→ **What to work on**:
Turn the data from the line containing "Highlight navy blazer in the image above." down to the line containing "[125, 372, 471, 400]", both lines included, into a numbered list with blank lines left out.

------ Dataset records ------

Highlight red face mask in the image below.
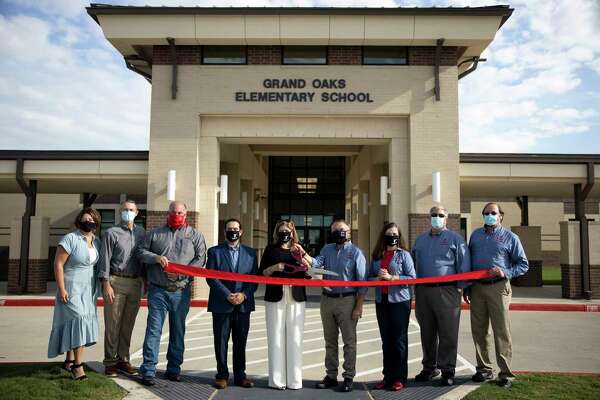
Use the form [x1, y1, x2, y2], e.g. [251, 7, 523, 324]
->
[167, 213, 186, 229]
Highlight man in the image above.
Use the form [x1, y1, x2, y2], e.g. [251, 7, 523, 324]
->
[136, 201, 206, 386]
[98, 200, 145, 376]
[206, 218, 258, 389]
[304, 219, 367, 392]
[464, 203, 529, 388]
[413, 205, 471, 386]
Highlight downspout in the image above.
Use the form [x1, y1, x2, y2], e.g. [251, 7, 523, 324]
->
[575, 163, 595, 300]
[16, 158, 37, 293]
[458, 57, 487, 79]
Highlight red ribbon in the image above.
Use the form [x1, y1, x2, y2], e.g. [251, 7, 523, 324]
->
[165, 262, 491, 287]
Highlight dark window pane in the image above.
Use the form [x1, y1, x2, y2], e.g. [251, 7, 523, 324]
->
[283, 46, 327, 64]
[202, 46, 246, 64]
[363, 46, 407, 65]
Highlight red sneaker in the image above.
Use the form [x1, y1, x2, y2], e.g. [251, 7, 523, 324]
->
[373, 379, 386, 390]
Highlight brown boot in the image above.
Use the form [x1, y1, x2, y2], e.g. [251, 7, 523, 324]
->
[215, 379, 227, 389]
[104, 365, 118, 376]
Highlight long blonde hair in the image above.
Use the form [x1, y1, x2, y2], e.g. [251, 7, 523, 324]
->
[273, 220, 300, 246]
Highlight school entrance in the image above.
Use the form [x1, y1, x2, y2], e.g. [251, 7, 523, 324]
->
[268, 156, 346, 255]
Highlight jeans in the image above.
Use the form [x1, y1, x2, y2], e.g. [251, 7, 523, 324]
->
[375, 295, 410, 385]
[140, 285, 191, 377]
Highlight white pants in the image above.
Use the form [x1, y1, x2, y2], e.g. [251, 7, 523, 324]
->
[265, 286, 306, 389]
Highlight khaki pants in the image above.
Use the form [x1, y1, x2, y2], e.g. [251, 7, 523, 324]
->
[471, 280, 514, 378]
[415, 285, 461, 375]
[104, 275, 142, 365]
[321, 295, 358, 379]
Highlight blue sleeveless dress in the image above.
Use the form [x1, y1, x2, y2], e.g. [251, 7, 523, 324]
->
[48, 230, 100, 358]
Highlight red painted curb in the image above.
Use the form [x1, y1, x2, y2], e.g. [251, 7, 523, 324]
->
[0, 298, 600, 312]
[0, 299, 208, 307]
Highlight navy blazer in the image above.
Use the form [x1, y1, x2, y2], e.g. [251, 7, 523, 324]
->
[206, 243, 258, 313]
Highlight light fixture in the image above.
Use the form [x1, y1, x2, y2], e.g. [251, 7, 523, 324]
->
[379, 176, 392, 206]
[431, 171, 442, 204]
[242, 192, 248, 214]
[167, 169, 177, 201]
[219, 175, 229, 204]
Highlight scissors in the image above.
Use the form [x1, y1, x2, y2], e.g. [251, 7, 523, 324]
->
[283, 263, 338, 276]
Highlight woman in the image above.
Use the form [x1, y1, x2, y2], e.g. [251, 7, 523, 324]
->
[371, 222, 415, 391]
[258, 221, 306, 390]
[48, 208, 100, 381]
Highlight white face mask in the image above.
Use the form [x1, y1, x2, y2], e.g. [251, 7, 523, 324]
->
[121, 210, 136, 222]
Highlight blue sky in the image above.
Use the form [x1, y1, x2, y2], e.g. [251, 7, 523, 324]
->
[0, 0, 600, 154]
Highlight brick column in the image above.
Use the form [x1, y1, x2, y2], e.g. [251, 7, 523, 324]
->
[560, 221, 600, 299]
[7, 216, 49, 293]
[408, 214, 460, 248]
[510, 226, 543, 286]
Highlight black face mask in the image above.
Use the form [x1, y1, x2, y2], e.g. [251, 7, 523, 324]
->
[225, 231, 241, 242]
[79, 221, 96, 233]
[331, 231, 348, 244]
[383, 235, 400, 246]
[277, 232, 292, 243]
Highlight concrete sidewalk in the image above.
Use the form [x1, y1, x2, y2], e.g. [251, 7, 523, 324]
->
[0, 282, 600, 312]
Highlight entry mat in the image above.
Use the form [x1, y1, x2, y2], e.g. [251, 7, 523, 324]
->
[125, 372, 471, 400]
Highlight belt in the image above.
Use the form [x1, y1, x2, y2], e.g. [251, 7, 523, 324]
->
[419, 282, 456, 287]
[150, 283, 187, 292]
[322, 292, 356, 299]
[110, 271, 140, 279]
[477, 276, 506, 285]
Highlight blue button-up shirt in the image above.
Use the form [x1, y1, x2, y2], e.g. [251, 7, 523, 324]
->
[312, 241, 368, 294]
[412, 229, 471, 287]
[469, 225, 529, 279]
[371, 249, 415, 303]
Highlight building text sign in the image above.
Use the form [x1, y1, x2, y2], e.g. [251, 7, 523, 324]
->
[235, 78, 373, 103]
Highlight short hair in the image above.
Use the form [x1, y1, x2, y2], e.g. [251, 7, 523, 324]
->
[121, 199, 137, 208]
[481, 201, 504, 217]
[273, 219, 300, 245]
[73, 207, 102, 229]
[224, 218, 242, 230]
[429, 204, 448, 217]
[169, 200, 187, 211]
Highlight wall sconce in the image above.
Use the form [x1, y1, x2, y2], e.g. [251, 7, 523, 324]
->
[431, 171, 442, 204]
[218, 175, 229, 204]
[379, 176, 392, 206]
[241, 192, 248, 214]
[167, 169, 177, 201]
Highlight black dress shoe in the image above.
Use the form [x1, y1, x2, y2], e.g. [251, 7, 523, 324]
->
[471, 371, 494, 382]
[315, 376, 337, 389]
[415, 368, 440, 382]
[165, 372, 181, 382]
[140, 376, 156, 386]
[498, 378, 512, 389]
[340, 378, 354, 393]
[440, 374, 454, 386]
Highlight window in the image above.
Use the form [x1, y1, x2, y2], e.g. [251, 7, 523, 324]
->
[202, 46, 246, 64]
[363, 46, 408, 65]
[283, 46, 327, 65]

------

→ **Final answer**:
1. Highlight navy blazer in the image above.
2. Use the form [x1, y1, x2, y2], e.g. [251, 7, 523, 324]
3. ->
4. [206, 243, 258, 313]
5. Highlight light fixture in the image above.
6. Use the form [x1, y1, x2, y2], e.g. [251, 7, 523, 324]
7. ->
8. [379, 176, 392, 206]
9. [431, 171, 442, 204]
10. [242, 192, 248, 214]
11. [167, 169, 177, 201]
12. [219, 175, 229, 204]
13. Highlight scissors in the image above.
14. Use the form [x1, y1, x2, y2], e.g. [251, 7, 523, 324]
15. ->
16. [283, 263, 338, 276]
17. Highlight woman in the image above.
18. Use the form [x1, y1, x2, y2], e.g. [251, 7, 523, 324]
19. ->
20. [371, 222, 415, 391]
21. [258, 221, 306, 390]
22. [48, 208, 100, 381]
23. Highlight white face mask in the image above.
24. Use the form [x1, y1, x2, y2], e.g. [251, 7, 523, 324]
25. ->
26. [121, 210, 136, 222]
27. Highlight blue sky in the image above.
28. Use the form [x1, y1, x2, y2], e.g. [251, 7, 523, 324]
29. ->
30. [0, 0, 600, 154]
31. Highlight brick column in the image above.
32. Use the form [x1, y1, x2, y2], e.g. [251, 7, 523, 324]
33. ->
34. [560, 221, 600, 299]
35. [7, 216, 49, 293]
36. [408, 214, 460, 248]
37. [510, 226, 543, 286]
38. Highlight black face mask in the image above.
39. Use the form [x1, y1, x2, y2], e.g. [251, 7, 523, 324]
40. ->
41. [225, 231, 241, 242]
42. [79, 221, 96, 233]
43. [331, 231, 348, 244]
44. [383, 235, 400, 246]
45. [277, 232, 292, 243]
46. Highlight concrete sidewalk in the image above.
47. Use the form [x1, y1, x2, y2], e.g. [251, 7, 523, 324]
48. ->
49. [0, 282, 600, 312]
50. Highlight entry mat in the image above.
51. Use the form [x1, y1, x2, y2], e.g. [251, 7, 523, 324]
52. ->
53. [125, 372, 471, 400]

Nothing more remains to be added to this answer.